Task to complete: Pull out every line below that contains the word "white".

═════ Data under study

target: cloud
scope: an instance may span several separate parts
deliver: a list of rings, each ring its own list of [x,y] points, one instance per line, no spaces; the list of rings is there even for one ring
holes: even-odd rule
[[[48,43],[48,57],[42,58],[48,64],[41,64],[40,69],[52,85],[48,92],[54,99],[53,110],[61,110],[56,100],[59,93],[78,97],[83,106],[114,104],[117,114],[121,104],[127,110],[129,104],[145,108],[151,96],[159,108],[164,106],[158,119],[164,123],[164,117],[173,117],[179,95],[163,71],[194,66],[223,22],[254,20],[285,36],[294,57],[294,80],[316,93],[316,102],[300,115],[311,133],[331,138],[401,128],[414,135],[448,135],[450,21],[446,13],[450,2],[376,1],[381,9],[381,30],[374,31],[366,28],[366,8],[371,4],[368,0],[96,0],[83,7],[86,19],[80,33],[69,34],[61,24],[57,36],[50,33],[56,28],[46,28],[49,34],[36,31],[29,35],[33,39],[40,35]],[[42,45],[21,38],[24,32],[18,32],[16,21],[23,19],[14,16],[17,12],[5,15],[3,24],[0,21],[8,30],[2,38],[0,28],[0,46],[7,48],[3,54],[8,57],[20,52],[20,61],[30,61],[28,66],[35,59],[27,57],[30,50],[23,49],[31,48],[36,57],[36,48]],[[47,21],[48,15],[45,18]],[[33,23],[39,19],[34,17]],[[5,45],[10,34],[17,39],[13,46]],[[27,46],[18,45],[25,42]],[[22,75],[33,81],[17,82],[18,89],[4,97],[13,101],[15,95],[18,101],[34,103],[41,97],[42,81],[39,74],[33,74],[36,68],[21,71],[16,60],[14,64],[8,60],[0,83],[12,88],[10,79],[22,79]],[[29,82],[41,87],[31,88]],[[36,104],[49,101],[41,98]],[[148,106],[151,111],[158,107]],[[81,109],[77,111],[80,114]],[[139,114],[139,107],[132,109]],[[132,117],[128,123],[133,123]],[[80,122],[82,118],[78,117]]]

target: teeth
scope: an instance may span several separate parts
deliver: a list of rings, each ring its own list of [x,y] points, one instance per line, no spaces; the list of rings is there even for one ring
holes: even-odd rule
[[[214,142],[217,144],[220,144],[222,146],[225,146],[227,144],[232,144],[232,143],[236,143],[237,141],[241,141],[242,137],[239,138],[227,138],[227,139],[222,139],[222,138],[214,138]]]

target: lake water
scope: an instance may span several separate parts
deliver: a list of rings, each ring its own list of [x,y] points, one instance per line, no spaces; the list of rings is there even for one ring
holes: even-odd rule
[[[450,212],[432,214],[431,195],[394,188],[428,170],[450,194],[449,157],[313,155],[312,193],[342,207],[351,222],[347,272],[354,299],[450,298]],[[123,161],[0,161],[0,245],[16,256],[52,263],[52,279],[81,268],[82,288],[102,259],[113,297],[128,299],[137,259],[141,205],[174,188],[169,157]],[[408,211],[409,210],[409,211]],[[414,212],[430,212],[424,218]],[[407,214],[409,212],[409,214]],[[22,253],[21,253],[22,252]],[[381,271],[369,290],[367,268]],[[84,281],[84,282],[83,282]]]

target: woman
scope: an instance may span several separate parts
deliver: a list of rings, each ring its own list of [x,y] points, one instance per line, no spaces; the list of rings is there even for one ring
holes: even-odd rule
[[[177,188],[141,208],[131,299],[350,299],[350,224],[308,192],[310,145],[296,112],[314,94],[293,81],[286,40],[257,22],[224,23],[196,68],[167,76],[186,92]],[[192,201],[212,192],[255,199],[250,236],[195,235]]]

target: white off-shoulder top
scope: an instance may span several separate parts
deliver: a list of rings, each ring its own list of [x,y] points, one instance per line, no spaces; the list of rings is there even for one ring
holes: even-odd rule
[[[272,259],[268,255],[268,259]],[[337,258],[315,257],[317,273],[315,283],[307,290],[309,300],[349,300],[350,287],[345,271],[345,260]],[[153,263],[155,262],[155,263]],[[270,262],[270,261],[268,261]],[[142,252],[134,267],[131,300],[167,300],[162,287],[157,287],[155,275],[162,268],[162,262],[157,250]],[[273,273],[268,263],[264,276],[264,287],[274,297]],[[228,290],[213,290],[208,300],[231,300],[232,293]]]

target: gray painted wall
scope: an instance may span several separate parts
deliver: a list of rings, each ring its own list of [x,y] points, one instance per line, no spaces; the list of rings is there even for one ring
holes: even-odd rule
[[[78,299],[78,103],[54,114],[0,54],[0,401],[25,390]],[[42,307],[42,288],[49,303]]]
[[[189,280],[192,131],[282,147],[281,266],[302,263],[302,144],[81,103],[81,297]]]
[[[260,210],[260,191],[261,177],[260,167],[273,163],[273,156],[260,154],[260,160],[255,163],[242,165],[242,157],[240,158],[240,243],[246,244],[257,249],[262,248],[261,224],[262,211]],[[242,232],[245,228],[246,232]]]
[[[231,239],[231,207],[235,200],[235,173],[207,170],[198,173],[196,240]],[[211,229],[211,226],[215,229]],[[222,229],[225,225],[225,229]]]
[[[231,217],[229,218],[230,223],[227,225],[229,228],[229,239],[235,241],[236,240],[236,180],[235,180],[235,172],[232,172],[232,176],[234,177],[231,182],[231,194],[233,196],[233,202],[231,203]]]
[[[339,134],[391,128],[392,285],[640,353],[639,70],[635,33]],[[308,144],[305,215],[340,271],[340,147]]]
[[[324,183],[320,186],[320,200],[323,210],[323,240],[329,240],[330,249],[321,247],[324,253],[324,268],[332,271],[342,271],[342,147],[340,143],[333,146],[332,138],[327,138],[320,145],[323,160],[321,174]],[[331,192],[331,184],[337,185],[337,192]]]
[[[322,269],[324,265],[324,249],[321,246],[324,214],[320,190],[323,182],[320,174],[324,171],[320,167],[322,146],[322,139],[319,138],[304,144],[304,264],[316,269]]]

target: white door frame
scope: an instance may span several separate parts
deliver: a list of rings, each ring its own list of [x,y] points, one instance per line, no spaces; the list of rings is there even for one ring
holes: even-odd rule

══════════

Written response:
target: white off-shoulder top
target: white door frame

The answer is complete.